----- Data to use -----

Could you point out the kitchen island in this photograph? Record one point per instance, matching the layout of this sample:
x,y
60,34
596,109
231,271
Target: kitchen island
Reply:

-----

Copy the rows above, replacing each occurrence of "kitchen island" with "breakfast bar" and leaving everything else the same.

**Result of the exercise**.
Could you point out the breakfast bar in this photograph? Record one point per instance, matching the layout of this sample:
x,y
60,34
596,109
231,271
Target: breakfast bar
Reply:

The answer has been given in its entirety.